Task requirements: Copy all the lines of the listing below exactly. Skip the images.

_ _ _ _

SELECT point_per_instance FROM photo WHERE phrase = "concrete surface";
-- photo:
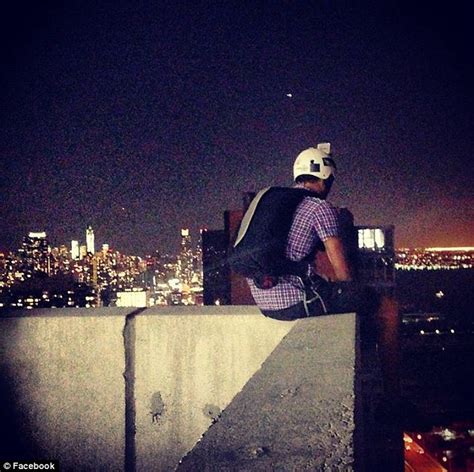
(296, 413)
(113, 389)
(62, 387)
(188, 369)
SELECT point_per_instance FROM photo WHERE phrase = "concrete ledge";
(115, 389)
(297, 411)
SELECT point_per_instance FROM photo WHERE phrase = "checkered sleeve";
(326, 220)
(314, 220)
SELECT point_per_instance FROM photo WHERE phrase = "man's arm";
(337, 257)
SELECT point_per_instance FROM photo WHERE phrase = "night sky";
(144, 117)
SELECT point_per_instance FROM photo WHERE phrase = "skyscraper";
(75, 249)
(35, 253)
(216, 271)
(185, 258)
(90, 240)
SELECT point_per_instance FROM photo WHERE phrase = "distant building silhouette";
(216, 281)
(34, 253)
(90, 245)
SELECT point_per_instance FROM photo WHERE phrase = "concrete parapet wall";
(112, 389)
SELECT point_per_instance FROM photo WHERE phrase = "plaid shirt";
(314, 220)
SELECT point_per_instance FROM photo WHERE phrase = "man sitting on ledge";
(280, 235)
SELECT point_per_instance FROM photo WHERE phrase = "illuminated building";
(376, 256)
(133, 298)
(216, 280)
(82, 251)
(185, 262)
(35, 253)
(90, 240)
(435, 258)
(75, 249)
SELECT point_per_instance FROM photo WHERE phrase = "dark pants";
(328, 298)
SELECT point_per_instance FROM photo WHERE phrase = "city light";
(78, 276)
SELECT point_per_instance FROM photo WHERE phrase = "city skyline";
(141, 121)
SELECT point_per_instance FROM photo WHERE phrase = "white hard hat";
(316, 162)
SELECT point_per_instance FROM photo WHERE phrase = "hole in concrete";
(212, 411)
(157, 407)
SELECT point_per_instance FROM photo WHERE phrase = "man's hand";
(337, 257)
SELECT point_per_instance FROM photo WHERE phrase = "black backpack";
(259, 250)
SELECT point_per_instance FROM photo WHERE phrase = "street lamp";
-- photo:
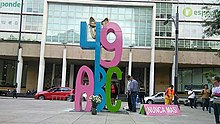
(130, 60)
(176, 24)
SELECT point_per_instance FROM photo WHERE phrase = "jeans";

_ _ _ _

Solution:
SELECT point_per_instance FROM photo WHERE phrase = "concrete surface";
-- photo:
(296, 413)
(113, 389)
(62, 387)
(188, 369)
SELECT point_per_instance FROM photo WHERE phrase = "concrete ledge";
(115, 389)
(297, 411)
SELECT point_per_instance FROM photo WHERE phrase = "checkered sleeve";
(326, 220)
(314, 220)
SELECT point_per_instance FROM photo WHERE phrase = "man's arm";
(337, 257)
SELECT point_per_instance FROM photo WHERE phrase = "night sky";
(144, 117)
SELECT point_per_instance FROM photo WHERE phrase = "skyscraper";
(75, 249)
(35, 253)
(216, 271)
(185, 258)
(90, 240)
SELECT point_per_instance FROM photo WHERE phrase = "distant building silhouette";
(216, 281)
(34, 253)
(90, 245)
SELECT point_per_instance FROM photo WHERE phrase = "concrete parapet wall";
(112, 389)
SELECT point_per_instance FROM photo WHERE phrase = "plaid shirt";
(314, 220)
SELECT point_per_instance FROM photo WHERE phrase = "man sitting on ledge";
(280, 235)
SELECT point_per_instance FROM photo WHERE phrase = "illuminated building";
(376, 256)
(133, 298)
(216, 280)
(82, 251)
(185, 262)
(35, 253)
(90, 240)
(435, 258)
(75, 249)
SELECT point_per_instance FROM photo WHERE phrase = "dark pants";
(328, 298)
SELECT point_per_instance FROM photo WHERE phrase = "city light";
(78, 276)
SELECT point_per_instance FROM photo WHERE phrase = "city skyline";
(141, 121)
SELECT point_per_instance FROM photo WHERE phrase = "white hard hat";
(316, 162)
SELECT point_per_instance FROM photo WHERE phrase = "hole in concrete";
(212, 411)
(157, 407)
SELECT point_per_instance FROM photo WHERE phrase = "man's hand";
(337, 257)
SELECT point_per_instance FROM photo WHERE phrase = "black backpack";
(259, 250)
SELECT point_per_instance FROM photo WHERE phrase = "street lamp";
-- photo:
(130, 60)
(176, 24)
SELECT point_per_instance FROM photo WHERE phrase = "jeans";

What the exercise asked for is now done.